**Your task:**
All of the entries need to be written out again, exactly as they are.

### Data to use ###

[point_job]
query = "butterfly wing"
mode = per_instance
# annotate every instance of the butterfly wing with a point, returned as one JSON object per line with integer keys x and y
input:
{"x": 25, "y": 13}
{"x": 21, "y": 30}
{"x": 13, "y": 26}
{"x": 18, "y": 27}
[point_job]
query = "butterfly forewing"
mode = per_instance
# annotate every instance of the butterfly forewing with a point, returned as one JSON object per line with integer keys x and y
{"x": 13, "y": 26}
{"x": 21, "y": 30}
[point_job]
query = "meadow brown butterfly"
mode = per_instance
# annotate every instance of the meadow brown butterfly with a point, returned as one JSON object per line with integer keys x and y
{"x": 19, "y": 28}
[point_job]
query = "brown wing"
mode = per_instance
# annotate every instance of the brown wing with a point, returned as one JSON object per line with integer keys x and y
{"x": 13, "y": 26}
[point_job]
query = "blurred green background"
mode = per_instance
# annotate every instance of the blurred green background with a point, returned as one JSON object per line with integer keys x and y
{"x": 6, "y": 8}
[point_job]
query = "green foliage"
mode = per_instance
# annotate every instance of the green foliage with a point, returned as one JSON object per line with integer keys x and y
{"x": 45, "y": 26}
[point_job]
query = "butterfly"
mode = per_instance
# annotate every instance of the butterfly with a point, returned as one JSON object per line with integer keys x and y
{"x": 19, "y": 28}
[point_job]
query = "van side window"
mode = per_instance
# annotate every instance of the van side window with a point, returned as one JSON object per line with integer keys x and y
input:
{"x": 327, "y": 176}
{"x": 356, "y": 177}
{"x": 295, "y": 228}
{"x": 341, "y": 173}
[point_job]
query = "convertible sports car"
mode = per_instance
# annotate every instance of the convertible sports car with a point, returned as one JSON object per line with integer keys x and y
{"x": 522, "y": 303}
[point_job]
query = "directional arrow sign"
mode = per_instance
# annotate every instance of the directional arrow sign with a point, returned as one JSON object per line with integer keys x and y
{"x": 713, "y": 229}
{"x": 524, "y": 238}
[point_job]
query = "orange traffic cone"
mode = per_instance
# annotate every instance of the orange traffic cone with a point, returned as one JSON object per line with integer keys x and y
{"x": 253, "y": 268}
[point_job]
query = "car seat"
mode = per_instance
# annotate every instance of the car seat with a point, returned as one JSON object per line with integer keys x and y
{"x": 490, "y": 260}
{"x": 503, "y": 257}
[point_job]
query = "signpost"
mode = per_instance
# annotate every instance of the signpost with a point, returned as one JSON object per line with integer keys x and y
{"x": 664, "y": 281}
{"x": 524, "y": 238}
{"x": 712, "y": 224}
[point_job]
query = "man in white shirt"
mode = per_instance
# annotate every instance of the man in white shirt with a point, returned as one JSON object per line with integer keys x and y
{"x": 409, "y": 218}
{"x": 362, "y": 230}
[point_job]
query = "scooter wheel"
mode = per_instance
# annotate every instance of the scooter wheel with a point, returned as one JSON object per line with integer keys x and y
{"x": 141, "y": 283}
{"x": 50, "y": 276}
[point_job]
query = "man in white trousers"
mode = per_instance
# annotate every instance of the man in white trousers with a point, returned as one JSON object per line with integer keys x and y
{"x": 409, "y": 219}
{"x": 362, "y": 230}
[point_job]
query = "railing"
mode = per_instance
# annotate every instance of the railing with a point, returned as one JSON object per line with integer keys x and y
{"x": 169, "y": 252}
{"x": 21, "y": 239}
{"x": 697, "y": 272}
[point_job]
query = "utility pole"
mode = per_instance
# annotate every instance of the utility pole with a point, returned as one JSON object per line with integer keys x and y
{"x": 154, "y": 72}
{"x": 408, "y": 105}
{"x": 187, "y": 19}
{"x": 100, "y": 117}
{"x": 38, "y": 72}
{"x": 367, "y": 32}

###

**Full answer:**
[point_job]
query = "butterfly wing"
mode = per_instance
# annotate every instance of the butterfly wing with a point, returned as one JSON object per line with integer keys x and y
input:
{"x": 25, "y": 13}
{"x": 21, "y": 30}
{"x": 13, "y": 26}
{"x": 18, "y": 27}
[point_job]
query = "butterfly forewing"
mode = per_instance
# annotate every instance of the butterfly forewing with a point, returned as one JSON object per line with integer keys x and y
{"x": 13, "y": 26}
{"x": 21, "y": 30}
[point_job]
query = "meadow brown butterfly"
mode = per_instance
# annotate every instance of the meadow brown butterfly with a point, returned as one JSON object per line with integer keys x and y
{"x": 19, "y": 28}
[point_job]
query = "brown wing"
mode = per_instance
# annotate every instance of the brown wing with a point, returned as one JSON object per line with integer keys x and y
{"x": 13, "y": 26}
[point_job]
query = "blurred green background"
mode = per_instance
# annotate every instance of the blurred green background with a point, returned as one JSON object per line with integer keys x and y
{"x": 6, "y": 8}
[point_job]
query = "green foliage"
mode = per_instance
# annotate every instance of the green foliage with a point, returned as one JSON object per line with integer keys x and y
{"x": 45, "y": 26}
[point_job]
query = "butterfly"
mode = per_instance
# annotate every instance of the butterfly with a point, returned as one JSON object per line with integer keys x and y
{"x": 19, "y": 28}
[point_job]
query = "van side window"
mode = per_instance
# annotate every instance of the van side window with a point, returned as one JSON object per line with integer keys x and y
input:
{"x": 327, "y": 176}
{"x": 356, "y": 177}
{"x": 295, "y": 228}
{"x": 341, "y": 173}
[point_job]
query = "convertible sports car"
mode = per_instance
# annotate every instance of the convertible sports car with a point, returned as one JSON object per line with integer keys x and y
{"x": 522, "y": 303}
[point_job]
query = "directional arrow sign"
mode = per_instance
# annotate every instance of the directional arrow sign with a point, returned as one JSON object per line with integer keys x and y
{"x": 713, "y": 229}
{"x": 524, "y": 238}
[point_job]
query = "orange traffic cone"
mode = per_instance
# annotate every instance of the orange traffic cone with a point, returned as one JSON object per line with integer keys x and y
{"x": 253, "y": 268}
[point_job]
query = "car seat"
mode = per_instance
# annotate every instance of the car seat with a point, returned as one JSON object per line with integer keys x and y
{"x": 490, "y": 260}
{"x": 503, "y": 257}
[point_job]
query = "signpost"
mode = per_instance
# annotate every instance of the signpost with a point, returned as one JSON object per line with integer keys x and y
{"x": 664, "y": 281}
{"x": 524, "y": 238}
{"x": 712, "y": 224}
[point_job]
query = "man in white shirt"
mode = per_instance
# annotate every instance of the man in white shirt with a point, returned as one JSON object per line with integer keys x and y
{"x": 409, "y": 218}
{"x": 362, "y": 230}
[point_job]
query = "scooter wheel"
mode = per_instance
# annotate every instance of the scooter wheel with a point, returned as one JSON object per line with integer keys x and y
{"x": 141, "y": 283}
{"x": 50, "y": 276}
[point_job]
query = "man in white trousers"
mode = per_instance
# annotate every instance of the man in white trousers with a point, returned as one JSON object per line with integer keys x and y
{"x": 409, "y": 219}
{"x": 362, "y": 230}
[point_job]
query = "railing"
mode = per_instance
# annotate every instance of the railing with a point, returned as one JSON object per line with integer keys x and y
{"x": 169, "y": 252}
{"x": 21, "y": 239}
{"x": 697, "y": 272}
[point_job]
query = "utility pole"
mode = per_instance
# annotate every instance of the utility pole with a point, returned as one JSON object per line with integer keys x and y
{"x": 154, "y": 72}
{"x": 408, "y": 105}
{"x": 187, "y": 19}
{"x": 100, "y": 117}
{"x": 38, "y": 72}
{"x": 367, "y": 32}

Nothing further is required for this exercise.